=== Your goal ===
The stretch wanted below opens at the line containing "Target: ga logo on cap" and closes at the line containing "compact form (541,244).". Please return it exactly, with no other lines.
____
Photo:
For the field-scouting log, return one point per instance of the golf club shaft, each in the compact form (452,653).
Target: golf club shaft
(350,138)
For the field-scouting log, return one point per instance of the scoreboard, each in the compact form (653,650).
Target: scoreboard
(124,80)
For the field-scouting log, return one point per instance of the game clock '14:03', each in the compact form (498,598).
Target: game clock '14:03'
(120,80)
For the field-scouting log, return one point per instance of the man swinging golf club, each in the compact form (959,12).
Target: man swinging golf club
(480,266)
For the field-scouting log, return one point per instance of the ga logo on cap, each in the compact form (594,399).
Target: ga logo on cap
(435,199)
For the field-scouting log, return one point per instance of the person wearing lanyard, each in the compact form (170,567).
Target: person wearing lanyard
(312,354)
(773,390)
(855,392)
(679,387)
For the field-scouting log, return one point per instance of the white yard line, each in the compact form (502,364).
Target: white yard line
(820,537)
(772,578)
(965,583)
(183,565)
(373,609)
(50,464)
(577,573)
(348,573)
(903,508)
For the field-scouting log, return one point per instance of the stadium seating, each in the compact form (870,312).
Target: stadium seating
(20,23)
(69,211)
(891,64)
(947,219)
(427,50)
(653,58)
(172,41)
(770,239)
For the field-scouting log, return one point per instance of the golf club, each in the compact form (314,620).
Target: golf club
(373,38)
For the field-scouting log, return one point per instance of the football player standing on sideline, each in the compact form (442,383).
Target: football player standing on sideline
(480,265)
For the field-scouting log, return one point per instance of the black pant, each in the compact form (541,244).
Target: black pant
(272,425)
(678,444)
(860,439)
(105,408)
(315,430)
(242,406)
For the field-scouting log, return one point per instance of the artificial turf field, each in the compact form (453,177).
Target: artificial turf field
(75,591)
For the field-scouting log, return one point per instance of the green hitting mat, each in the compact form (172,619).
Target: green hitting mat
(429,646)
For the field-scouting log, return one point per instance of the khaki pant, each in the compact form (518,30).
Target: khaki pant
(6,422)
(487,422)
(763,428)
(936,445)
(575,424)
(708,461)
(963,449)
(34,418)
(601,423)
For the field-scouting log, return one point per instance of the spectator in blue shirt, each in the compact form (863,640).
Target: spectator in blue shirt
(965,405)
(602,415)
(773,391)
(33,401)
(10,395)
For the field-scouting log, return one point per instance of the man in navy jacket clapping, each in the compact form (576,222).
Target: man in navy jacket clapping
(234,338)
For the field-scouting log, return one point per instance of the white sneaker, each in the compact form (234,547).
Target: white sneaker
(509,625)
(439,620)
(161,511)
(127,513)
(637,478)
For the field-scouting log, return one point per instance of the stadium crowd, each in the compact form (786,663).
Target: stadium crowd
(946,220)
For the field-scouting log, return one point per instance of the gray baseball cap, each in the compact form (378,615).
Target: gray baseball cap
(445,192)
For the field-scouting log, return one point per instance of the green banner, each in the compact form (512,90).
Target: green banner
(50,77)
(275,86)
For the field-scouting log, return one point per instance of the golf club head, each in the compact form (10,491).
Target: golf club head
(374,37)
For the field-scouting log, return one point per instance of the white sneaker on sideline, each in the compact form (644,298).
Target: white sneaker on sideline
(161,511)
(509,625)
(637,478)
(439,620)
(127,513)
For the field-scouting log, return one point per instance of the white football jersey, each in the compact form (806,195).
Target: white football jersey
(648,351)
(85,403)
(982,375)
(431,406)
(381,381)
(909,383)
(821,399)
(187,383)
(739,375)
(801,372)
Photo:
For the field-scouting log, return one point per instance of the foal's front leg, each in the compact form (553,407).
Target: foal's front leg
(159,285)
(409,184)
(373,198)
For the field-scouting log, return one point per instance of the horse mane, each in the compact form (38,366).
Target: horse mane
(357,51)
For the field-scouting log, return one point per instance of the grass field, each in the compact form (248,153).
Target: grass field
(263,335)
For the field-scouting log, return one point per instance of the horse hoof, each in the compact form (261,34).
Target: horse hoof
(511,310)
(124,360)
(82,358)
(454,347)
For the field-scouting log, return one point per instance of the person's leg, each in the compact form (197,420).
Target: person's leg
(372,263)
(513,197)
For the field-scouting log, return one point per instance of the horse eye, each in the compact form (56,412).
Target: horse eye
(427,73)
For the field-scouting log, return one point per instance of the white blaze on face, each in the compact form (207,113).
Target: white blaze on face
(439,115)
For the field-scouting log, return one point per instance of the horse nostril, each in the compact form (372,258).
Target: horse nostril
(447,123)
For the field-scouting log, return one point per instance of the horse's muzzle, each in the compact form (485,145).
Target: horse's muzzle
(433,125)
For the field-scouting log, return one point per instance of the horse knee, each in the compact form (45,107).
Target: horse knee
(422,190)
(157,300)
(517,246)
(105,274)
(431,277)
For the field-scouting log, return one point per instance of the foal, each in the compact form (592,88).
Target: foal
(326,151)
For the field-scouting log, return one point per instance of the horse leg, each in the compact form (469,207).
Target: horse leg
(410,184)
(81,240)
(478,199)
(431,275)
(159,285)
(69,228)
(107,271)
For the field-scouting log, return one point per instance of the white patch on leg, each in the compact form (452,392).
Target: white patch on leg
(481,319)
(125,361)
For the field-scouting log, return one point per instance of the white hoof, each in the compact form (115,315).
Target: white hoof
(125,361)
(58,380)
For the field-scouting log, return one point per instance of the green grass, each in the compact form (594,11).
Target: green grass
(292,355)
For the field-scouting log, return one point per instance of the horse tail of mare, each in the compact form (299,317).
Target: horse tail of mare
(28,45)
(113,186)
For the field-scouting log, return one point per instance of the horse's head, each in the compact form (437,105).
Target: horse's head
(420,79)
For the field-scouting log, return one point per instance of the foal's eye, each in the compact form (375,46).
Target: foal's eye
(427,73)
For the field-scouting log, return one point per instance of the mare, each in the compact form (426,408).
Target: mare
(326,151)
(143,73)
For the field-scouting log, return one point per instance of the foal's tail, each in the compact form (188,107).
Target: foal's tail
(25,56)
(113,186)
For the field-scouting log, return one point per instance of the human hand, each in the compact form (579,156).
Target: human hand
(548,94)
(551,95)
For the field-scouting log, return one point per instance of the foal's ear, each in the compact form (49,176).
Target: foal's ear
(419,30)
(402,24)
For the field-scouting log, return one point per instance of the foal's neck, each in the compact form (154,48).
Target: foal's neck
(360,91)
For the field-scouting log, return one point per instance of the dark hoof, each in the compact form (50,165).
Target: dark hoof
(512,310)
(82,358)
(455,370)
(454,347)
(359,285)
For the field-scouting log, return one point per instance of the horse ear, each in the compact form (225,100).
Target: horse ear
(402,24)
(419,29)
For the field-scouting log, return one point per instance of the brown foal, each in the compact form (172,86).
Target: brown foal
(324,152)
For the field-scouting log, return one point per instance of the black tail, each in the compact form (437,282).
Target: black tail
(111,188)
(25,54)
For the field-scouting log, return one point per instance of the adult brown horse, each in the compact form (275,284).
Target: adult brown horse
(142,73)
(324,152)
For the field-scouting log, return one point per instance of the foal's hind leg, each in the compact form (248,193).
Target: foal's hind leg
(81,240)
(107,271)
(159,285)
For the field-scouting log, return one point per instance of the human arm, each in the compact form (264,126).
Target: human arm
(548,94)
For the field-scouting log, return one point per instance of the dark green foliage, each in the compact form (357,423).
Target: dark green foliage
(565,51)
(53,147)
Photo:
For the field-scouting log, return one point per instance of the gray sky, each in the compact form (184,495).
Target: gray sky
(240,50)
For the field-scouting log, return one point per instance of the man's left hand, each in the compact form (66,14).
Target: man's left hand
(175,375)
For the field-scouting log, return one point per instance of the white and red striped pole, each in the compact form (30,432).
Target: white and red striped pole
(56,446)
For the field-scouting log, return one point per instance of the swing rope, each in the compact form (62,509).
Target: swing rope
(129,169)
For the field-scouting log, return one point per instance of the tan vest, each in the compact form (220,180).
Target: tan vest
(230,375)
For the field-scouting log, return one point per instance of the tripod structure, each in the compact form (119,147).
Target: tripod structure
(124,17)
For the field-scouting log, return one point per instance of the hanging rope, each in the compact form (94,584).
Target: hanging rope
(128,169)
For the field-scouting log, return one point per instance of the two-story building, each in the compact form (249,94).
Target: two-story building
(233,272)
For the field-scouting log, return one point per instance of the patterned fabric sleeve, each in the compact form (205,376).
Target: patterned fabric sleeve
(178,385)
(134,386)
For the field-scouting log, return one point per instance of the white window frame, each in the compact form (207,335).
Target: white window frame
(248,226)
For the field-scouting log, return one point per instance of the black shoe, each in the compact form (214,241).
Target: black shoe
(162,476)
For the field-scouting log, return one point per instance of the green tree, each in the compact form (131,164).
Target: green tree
____
=== Answer section ===
Target: ga logo on cap
(435,199)
For the field-scouting log, return one point per instance of the person wearing lanyard, each in the compact form (170,567).
Target: person wearing lanyard
(312,354)
(773,390)
(855,392)
(679,387)
For the field-scouting log, return one point per instance of the white yard line, each in the compact form (502,364).
Target: white yard line
(820,537)
(772,578)
(965,583)
(183,565)
(373,609)
(50,464)
(577,573)
(348,573)
(903,508)
For the field-scouting log, return one point per instance of the stadium seating, each in the compact form (870,312).
Target: stadium seating
(20,23)
(69,211)
(891,64)
(947,219)
(427,50)
(653,58)
(172,41)
(770,239)
For the field-scouting log, return one point per instance of the golf club, each in the compact form (314,620).
Target: golf club
(373,38)
For the field-scouting log, return one point per instance of the football player standing on sideline, each in the compact form (442,383).
Target: football player standing on sideline
(480,265)
For the field-scouting log, return one point per instance of the black pant, each in the compact form (541,244).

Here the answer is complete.